→ **Exercices**
• a. Citez l'extrait sur Conte d'amour, de « Markus Öhrne est » jusqu'à « parleront encore longtemps. » inclus.
• b. Répondez à ces questions sur l'extrait consacré à Conte d'amour :
(i) De quelle nationalité est Markus Öhrne ?
(ii) De quelle édition du festival d'Avignon le spectacle a-t-il été la plus belle surprise ?
(iii) Combien d'heures dure le spectacle ?

→ **Extrait du document**

________________________________________

Markus Öhrne est Suédois. Il est davantage plasticien que metteur en scène, mais peut-être pas pour longtemps. À Avignon, son spectacle Conte d’amour a été (à ce jour) la plus belle surprise de la 66e édition du festival. Radicale, avant-gardiste, totalement hors-norme, la pièce divise profondément les festivaliers, qui sont nombreux à quitter la salle, furieux, après la première heure de ce déroutant spectacle (qui en dure trois). Les autres restent et en profitent, conscients d’assister à un moment important de l’actualité théâtrale européenne, sinon mondiale. Je fais partie, indéniablement, de cette catégorie de spectateurs enthousiastes, soufflés, qui n’avaient pas vu venir cette belle audace mais qui en parleront encore longtemps.

________________________________________

→ **Lignes enregistrées**
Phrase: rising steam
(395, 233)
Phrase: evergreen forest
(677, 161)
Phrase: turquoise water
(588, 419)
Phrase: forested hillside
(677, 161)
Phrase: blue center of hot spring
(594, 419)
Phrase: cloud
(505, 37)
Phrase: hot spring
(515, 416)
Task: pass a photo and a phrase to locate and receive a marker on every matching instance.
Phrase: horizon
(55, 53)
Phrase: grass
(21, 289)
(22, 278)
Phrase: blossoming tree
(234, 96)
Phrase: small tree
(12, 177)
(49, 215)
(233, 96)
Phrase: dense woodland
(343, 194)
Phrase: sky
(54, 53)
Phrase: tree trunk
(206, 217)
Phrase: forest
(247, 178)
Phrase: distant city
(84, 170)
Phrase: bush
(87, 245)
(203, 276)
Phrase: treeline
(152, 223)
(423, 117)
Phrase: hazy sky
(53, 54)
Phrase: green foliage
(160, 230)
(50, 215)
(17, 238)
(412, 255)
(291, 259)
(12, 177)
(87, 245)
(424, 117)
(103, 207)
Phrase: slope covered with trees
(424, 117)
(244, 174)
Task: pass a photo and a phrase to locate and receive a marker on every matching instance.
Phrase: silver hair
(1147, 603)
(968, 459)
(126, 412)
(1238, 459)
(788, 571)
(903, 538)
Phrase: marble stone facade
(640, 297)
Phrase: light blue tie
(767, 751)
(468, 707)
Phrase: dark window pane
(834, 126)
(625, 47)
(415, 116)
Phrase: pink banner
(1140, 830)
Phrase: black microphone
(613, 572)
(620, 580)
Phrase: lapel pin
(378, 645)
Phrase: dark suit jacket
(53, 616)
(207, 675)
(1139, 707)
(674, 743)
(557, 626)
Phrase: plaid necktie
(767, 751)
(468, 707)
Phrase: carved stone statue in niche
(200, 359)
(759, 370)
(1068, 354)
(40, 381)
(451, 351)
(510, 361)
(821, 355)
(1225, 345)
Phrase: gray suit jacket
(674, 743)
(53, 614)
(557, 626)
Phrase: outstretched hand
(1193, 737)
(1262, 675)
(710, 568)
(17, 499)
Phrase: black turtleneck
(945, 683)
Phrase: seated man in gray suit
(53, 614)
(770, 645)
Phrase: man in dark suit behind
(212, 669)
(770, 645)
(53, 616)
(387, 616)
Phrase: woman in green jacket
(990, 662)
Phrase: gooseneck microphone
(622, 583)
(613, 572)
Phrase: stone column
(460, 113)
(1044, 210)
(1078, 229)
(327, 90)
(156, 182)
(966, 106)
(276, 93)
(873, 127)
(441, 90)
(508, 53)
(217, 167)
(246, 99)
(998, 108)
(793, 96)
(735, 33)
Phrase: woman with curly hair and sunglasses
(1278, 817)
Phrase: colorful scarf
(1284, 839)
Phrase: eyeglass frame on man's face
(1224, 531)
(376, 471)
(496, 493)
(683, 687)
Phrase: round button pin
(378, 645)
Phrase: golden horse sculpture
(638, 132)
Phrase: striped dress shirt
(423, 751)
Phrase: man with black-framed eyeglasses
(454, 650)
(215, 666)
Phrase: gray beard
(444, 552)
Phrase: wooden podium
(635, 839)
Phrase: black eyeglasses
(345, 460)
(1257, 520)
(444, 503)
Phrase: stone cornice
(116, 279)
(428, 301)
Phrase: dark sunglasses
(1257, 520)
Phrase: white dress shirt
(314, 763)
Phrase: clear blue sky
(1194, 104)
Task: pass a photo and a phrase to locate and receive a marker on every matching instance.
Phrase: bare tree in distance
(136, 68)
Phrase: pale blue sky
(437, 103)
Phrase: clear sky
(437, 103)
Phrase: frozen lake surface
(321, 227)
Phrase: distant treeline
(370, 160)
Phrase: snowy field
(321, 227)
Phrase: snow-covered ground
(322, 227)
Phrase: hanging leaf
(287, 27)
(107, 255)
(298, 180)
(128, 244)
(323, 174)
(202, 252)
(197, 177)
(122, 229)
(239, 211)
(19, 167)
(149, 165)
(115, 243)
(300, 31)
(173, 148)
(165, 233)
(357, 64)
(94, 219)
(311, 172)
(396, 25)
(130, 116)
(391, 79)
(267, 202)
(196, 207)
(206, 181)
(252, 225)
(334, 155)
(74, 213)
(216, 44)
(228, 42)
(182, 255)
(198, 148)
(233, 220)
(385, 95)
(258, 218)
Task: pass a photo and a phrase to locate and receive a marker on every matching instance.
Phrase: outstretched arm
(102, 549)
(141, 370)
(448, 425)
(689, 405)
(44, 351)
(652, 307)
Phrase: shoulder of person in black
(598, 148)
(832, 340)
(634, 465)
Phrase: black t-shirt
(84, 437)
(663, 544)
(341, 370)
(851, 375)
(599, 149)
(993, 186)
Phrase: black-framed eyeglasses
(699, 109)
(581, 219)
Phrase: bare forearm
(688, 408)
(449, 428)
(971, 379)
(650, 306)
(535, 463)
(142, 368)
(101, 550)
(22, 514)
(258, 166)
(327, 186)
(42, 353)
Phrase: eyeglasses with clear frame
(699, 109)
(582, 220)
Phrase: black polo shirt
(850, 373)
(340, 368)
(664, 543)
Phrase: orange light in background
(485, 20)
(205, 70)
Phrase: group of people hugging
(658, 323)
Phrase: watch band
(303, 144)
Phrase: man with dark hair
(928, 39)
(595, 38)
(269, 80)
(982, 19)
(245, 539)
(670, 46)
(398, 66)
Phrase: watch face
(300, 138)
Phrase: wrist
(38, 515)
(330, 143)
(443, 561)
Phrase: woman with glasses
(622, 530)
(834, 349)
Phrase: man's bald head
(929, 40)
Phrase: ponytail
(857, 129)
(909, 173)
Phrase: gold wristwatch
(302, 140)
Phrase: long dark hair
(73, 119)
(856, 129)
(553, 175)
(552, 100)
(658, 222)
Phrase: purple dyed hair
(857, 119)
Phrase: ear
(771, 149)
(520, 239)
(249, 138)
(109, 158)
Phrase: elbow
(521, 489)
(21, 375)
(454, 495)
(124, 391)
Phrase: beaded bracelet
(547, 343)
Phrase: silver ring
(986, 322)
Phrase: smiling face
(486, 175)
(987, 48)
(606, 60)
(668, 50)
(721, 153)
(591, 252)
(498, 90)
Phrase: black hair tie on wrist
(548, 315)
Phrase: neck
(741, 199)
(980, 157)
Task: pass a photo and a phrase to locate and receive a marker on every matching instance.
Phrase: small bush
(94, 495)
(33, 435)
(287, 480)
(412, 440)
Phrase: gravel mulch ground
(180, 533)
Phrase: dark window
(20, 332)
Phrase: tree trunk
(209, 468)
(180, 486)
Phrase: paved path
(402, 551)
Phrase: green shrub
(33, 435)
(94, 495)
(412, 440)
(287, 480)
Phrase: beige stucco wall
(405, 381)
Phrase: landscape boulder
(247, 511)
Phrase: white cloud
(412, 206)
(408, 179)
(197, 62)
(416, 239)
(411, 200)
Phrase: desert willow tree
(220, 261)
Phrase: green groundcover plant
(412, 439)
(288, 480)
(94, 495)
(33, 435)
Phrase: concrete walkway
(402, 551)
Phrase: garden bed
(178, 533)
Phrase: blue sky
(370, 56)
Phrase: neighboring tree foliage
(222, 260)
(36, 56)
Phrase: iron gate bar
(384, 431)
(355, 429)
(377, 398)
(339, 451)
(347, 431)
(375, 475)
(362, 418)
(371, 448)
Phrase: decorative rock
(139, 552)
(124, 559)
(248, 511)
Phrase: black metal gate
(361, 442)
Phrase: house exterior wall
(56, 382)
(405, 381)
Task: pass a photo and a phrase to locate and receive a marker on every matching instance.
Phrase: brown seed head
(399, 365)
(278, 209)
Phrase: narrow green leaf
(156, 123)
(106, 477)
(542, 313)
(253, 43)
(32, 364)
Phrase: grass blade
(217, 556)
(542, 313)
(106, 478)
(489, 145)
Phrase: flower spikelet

________________________________________

→ **Réponses attendues**
• a.
Markus Öhrne est Suédois. Il est davantage plasticien que metteur en scène, mais peut-être pas pour longtemps. À Avignon, son spectacle Conte d’amour a été (à ce jour) la plus belle surprise de la 66e édition du festival. Radicale, avant-gardiste, totalement hors-norme, la pièce divise profondément les festivaliers, qui sont nombreux à quitter la salle, furieux, après la première heure de ce déroutant spectacle (qui en dure trois). Les autres restent et en profitent, conscients d’assister à un moment important de l’actualité théâtrale européenne, sinon mondiale. Je fais partie, indéniablement, de cette catégorie de spectateurs enthousiastes, soufflés, qui n’avaient pas vu venir cette belle audace mais qui en parleront encore longtemps.

• b.
(i) Il est suédois.
(ii) De la 66e édition.
(iii) Trois heures.